Records from a point labeling set:
☆ ☆ ☆ ☆ ☆
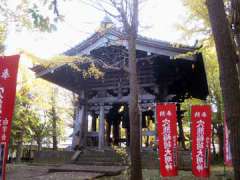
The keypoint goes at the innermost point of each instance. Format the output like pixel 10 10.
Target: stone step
pixel 100 163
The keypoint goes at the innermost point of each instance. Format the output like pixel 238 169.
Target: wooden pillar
pixel 101 133
pixel 80 124
pixel 141 137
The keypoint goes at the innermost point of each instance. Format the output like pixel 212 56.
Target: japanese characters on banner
pixel 227 149
pixel 167 138
pixel 201 140
pixel 8 77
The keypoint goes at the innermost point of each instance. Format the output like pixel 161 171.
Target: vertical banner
pixel 8 78
pixel 227 148
pixel 201 140
pixel 167 138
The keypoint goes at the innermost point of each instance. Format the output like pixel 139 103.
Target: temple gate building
pixel 166 73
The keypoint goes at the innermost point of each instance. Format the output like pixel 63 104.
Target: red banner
pixel 8 78
pixel 167 138
pixel 227 149
pixel 201 140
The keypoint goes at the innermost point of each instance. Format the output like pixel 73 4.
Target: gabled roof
pixel 116 37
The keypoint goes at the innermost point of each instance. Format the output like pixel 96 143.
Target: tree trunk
pixel 135 154
pixel 54 120
pixel 227 58
pixel 220 139
pixel 39 143
pixel 54 126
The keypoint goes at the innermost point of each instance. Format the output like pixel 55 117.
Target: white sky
pixel 81 21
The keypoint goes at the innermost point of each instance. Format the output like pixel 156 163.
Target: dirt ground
pixel 40 172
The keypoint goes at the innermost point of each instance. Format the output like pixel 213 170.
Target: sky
pixel 158 19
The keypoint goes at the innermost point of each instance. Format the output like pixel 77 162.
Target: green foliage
pixel 197 24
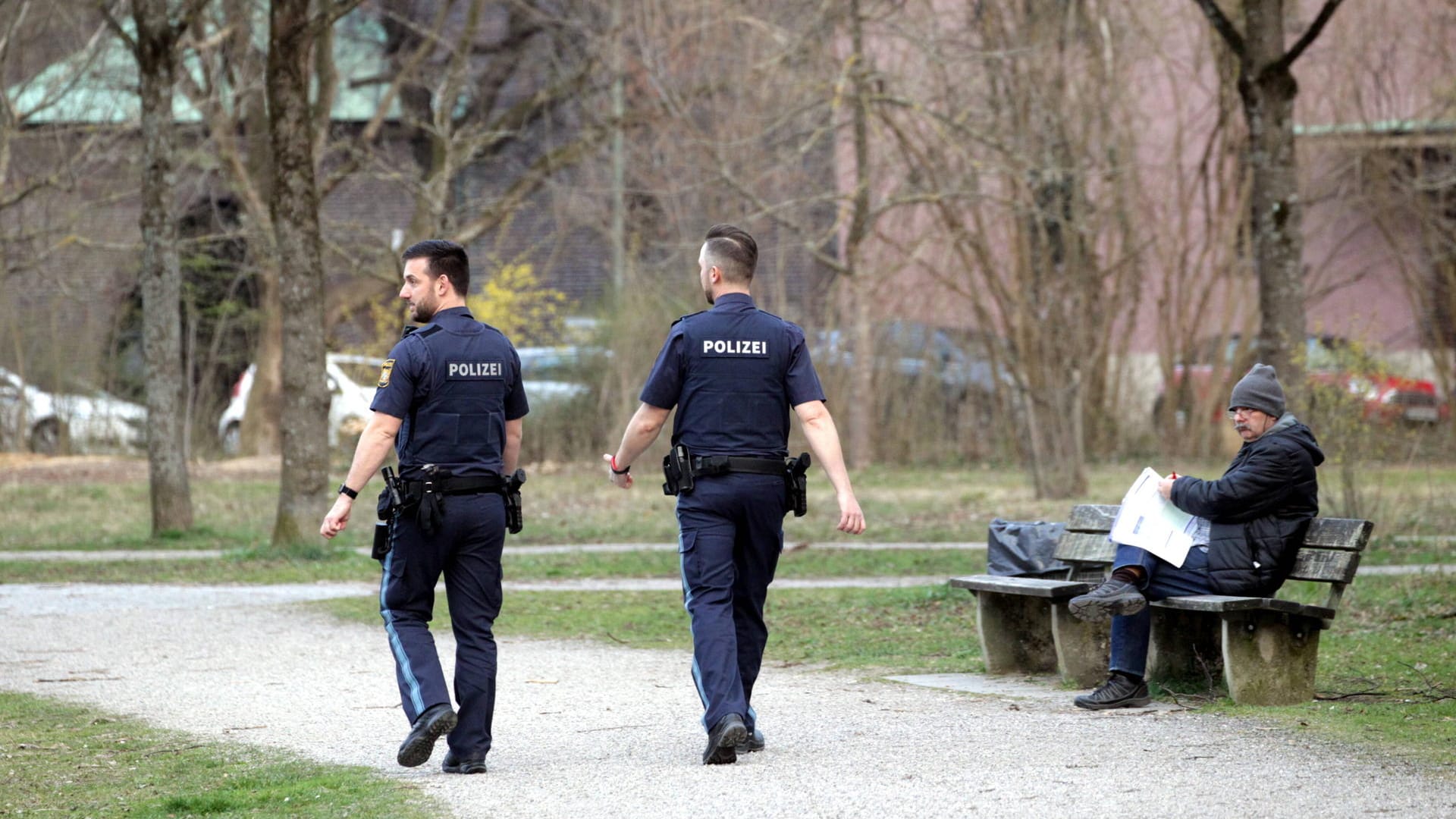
☆ ☆ ☆ ☆ ☆
#### Work instructions
Quote every one of the lines above word for word, omitting the pictures.

#### Output below
The keypoint goes at the innermost point of each instance. Format the output like pixel 10 10.
Target: stone step
pixel 100 163
The keypoint goes at the innermost point of each instance. Format the output like pixel 238 169.
Target: wooden pillar
pixel 101 133
pixel 80 124
pixel 141 137
The keypoint goes at the innermost point of each instance. Format the output like pixel 212 56.
Target: japanese characters on banner
pixel 227 149
pixel 167 138
pixel 201 140
pixel 8 77
The keypoint goes at the innermost point of each instance. Format the output like pixel 161 171.
Target: vertical banner
pixel 8 78
pixel 227 148
pixel 201 140
pixel 167 138
The keypoint goes at the innermost point of each instance. Format the output like pixel 139 103.
Target: temple gate building
pixel 166 73
The keypoint goes at the innermost point of each instance. Format the output like pixel 63 104.
Target: red banner
pixel 8 78
pixel 167 138
pixel 227 149
pixel 201 140
The keypoint goes at the innermost point of each instance. Format the output like pixel 73 4.
Target: gabled roof
pixel 116 37
The keypoint goes at the innermost point of each instance. Format the output like pixel 96 143.
Target: tree trunk
pixel 135 154
pixel 54 120
pixel 227 58
pixel 220 139
pixel 39 143
pixel 54 126
The keypoint goes at the innermost point of each instance. Format the output like pixel 55 117.
Target: white sky
pixel 81 21
The keypoint goes at the innermost point of each instance. Format the output like pixel 156 163.
Target: dirt ground
pixel 40 172
The keypoint goes at the innermost point of each instance. Format the output like pixel 213 170.
Target: sky
pixel 158 19
The keypoint goes at the innermost point of each instance. Format the output like pixel 77 162.
Target: green foliage
pixel 197 24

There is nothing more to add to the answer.